>> Begin Data supplied

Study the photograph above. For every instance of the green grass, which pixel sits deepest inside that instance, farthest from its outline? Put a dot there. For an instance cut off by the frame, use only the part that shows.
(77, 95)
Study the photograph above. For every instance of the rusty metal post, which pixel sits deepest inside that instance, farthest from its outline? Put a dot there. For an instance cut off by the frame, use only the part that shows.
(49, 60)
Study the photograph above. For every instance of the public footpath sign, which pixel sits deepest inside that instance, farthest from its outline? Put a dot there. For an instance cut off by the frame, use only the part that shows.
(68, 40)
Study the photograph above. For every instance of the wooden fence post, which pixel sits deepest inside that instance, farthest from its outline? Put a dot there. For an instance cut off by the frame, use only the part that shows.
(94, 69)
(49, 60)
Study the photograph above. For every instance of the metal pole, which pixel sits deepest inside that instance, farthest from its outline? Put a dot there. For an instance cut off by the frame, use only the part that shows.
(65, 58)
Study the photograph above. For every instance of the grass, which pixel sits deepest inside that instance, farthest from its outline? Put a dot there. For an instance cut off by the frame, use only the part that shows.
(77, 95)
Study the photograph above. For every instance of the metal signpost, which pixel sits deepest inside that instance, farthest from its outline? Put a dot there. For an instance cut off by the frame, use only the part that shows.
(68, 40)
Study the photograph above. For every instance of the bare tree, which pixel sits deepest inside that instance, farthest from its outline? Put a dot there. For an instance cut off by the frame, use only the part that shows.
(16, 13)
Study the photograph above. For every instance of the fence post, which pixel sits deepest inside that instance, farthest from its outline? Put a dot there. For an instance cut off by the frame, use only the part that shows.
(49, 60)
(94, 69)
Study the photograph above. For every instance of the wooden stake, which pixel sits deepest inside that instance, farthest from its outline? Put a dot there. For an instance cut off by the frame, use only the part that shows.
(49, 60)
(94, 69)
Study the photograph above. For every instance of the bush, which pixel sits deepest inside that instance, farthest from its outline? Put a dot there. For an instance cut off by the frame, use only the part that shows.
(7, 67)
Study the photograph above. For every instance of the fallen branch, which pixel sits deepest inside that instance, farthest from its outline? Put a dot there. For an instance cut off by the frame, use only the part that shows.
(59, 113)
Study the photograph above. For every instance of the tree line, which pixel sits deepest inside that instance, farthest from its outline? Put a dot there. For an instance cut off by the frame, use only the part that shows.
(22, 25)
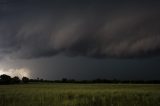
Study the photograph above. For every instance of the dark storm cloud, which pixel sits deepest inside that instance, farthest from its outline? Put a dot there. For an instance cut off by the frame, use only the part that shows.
(33, 29)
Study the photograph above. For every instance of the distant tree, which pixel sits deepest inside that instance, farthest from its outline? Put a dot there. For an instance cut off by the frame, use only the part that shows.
(5, 79)
(16, 80)
(25, 80)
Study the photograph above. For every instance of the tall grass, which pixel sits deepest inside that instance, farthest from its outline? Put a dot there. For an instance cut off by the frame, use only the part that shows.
(80, 95)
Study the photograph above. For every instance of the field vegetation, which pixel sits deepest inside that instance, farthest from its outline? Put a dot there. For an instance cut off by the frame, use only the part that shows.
(69, 94)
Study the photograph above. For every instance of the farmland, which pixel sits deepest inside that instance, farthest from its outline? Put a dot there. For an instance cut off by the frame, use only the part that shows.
(54, 94)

>> End Data supplied

**Task**
Starting at the line that contains "Study the photograph above. For every instance of the field" and ending at the last of the records, write out every line again, including the requests, and shift each coordinate in the answers by -91.

**Problem solution**
Study the photograph above. For every instance of the field vegetation, which pixel sits deepest inside that instance, farthest from its outline? Put a dot there. For an instance cut off by the frame, use only the part that shows.
(-22, 3)
Study the photograph above. For every instance of the farmland, which pixel sits deepest inside that instance, farthest from its outline? Put a dot there. For an instance cut off by the frame, use only the part that shows.
(-37, 3)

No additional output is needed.